Aim of the task: Quote exactly, and only, the lines of the material below from the line with "Target: church entrance portal" through the line with "the green meadow".

Content starts

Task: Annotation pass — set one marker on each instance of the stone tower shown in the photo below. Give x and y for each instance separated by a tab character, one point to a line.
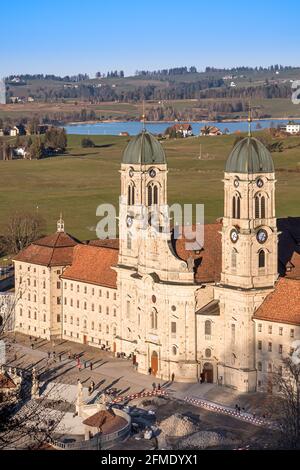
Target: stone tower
155	287
249	255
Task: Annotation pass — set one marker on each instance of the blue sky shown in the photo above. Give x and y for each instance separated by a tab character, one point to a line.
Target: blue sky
72	36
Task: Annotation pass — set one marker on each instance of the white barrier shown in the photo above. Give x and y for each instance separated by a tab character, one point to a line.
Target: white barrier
257	421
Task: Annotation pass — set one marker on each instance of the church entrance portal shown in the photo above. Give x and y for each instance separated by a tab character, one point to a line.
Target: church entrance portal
208	373
154	363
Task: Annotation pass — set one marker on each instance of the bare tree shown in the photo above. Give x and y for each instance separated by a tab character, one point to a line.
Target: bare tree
21	231
287	382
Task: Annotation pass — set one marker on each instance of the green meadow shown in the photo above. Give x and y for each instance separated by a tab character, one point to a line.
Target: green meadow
76	183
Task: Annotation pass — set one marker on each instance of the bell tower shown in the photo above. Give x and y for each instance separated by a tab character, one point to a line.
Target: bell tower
249	234
143	195
249	257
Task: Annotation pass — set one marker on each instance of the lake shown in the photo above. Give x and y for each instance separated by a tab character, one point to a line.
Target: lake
134	127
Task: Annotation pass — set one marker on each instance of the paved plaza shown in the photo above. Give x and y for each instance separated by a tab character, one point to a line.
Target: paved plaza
55	362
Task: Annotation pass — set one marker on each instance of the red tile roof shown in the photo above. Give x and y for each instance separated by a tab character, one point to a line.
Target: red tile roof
283	304
6	381
53	250
93	264
208	262
110	243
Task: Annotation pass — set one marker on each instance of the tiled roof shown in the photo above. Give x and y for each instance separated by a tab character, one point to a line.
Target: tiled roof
109	243
289	247
6	381
52	250
283	304
106	421
93	264
208	261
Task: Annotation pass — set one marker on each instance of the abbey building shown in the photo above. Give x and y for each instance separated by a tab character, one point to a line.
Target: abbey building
225	312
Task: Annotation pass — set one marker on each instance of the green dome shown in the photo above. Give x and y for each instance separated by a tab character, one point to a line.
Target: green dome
144	149
249	156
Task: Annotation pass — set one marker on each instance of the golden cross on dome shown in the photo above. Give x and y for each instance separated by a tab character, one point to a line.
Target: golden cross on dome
249	119
144	116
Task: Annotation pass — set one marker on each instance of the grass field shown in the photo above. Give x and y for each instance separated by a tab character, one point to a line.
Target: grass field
84	178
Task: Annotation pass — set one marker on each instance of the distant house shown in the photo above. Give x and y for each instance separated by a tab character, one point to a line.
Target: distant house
19	152
211	130
17	130
185	130
292	127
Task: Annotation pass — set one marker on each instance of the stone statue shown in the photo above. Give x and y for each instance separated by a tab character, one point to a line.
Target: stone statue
190	264
35	388
79	400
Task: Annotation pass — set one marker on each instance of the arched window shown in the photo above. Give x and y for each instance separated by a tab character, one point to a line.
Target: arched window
153	194
257	211
208	352
236	207
233	258
207	328
260	206
263	207
261	259
154	319
149	195
129	241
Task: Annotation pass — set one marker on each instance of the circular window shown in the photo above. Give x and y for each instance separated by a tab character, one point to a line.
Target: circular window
260	183
207	353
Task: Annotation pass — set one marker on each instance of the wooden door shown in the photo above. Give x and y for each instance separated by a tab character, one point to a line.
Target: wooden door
154	363
208	373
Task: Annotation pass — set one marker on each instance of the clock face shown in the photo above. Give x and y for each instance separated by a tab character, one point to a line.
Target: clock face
129	221
234	236
262	236
260	183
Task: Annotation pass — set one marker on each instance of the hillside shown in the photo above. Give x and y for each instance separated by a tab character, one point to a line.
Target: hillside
84	178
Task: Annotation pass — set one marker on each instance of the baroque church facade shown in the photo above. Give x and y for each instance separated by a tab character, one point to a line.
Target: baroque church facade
202	314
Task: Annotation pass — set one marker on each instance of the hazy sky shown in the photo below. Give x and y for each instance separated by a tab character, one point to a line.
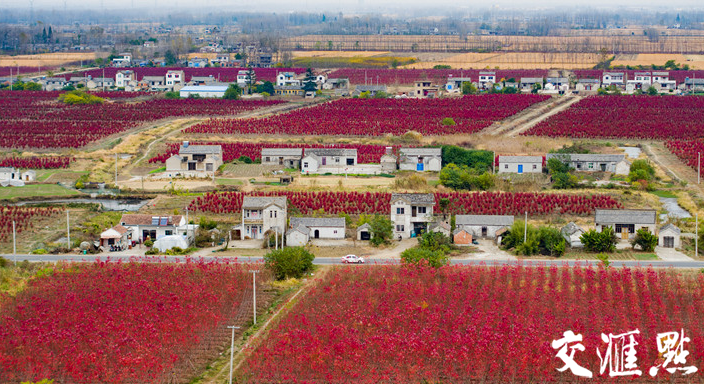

Content ends

Written solution:
Target: church entrance portal
208	373
154	363
Task: Annotation pass — set one marker on each instance of the bare tree shown in the photo above. Give x and y for each instance separated by a tab character, one point to a line.
Target: bare tree
21	231
287	382
Task: Annotation pass — set one marker on each instance of the green meadow shown in the photo above. Give x and y for each instance separated by a tab character, one point to a line.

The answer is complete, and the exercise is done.